*WORK ORDER:*
Recast every line of the records below as a Markdown table with the columns "No." and "Text", skipping blank lines and omitting the pictures.

*DATA FOR THIS EXERCISE:*

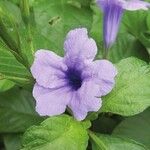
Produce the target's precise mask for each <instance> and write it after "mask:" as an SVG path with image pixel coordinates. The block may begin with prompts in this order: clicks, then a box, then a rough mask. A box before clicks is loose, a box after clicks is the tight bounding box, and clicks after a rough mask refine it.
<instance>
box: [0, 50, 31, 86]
mask: <svg viewBox="0 0 150 150" xmlns="http://www.w3.org/2000/svg"><path fill="white" fill-rule="evenodd" d="M0 54H1V55H0V76H1V79H9V80H11V81H14V82H16V83H18V84H21V85H27V84H30V83H31V81H32V80H31V79H32V77H31V74H30V72H29V71H28V69H27V68H26V67H25V66H24V65H23V64H21V63H20V62H19V61H18V60H17V59H16V58H15V56H14V55H13V54H12V53H11V52H10V51H9V50H7V49H6V48H5V49H4V47H3V48H1V47H0Z"/></svg>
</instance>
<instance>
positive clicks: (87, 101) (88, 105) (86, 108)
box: [68, 81, 101, 120]
mask: <svg viewBox="0 0 150 150" xmlns="http://www.w3.org/2000/svg"><path fill="white" fill-rule="evenodd" d="M98 91H99V86H97V85H96V84H95V83H93V82H92V81H89V82H84V83H83V85H82V87H81V88H80V89H79V90H78V91H77V92H74V93H73V96H72V99H71V101H70V102H69V104H68V106H69V108H70V109H71V110H72V112H73V114H74V117H75V118H76V119H77V120H83V119H85V117H86V116H87V113H88V112H89V111H98V110H99V109H100V107H101V99H100V98H97V97H96V95H97V93H98Z"/></svg>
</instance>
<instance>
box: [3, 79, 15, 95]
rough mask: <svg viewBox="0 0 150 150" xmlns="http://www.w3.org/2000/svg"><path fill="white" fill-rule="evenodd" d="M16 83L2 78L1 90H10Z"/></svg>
mask: <svg viewBox="0 0 150 150" xmlns="http://www.w3.org/2000/svg"><path fill="white" fill-rule="evenodd" d="M14 85H15V83H14V82H12V81H9V80H6V79H4V80H0V92H4V91H7V90H9V89H10V88H12V87H13V86H14Z"/></svg>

*EXERCISE ANSWER:*
| No. | Text |
|---|---|
| 1 | Produce the target's precise mask for each <instance> and write it after "mask:" as an SVG path with image pixel coordinates. The block may begin with prompts in this order: clicks, then a box, then a rough mask. A box before clicks is loose, a box after clicks is the tight bounding box, and clicks after a rough mask refine it. |
| 2 | <instance> |
| 3 | box: [0, 50, 31, 86] |
| 4 | mask: <svg viewBox="0 0 150 150" xmlns="http://www.w3.org/2000/svg"><path fill="white" fill-rule="evenodd" d="M0 54H1V55H0V76H1V79H9V80H11V81H14V82H16V83H18V84H21V85H27V84H30V83H31V81H32V80H31V79H32V77H31V74H30V72H29V71H28V69H27V68H26V67H25V66H24V65H23V64H21V63H20V62H19V61H18V60H17V59H16V58H15V56H14V55H13V54H12V53H11V52H10V51H9V50H7V49H6V48H5V49H4V47H3V48H1V47H0Z"/></svg> |
| 5 | </instance> |
| 6 | <instance> |
| 7 | positive clicks: (87, 101) (88, 105) (86, 108) |
| 8 | box: [68, 81, 101, 120] |
| 9 | mask: <svg viewBox="0 0 150 150" xmlns="http://www.w3.org/2000/svg"><path fill="white" fill-rule="evenodd" d="M98 91H99V86H97V85H96V84H95V83H93V82H92V81H89V82H84V83H83V85H82V87H81V88H80V89H79V90H78V91H77V92H74V93H73V96H72V99H71V101H70V102H69V104H68V106H69V108H70V109H71V110H72V112H73V114H74V117H75V118H76V119H77V120H83V119H85V117H86V116H87V113H88V112H89V111H98V110H99V109H100V107H101V99H100V98H97V97H96V95H97V93H98Z"/></svg> |
| 10 | </instance> |
| 11 | <instance> |
| 12 | box: [3, 79, 15, 95] |
| 13 | rough mask: <svg viewBox="0 0 150 150" xmlns="http://www.w3.org/2000/svg"><path fill="white" fill-rule="evenodd" d="M16 83L2 78L1 90H10Z"/></svg> |
| 14 | mask: <svg viewBox="0 0 150 150" xmlns="http://www.w3.org/2000/svg"><path fill="white" fill-rule="evenodd" d="M14 85H15V83H14V82H12V81H9V80H6V79H4V80H0V92H4V91H7V90H9V89H10V88H12V87H13V86H14Z"/></svg> |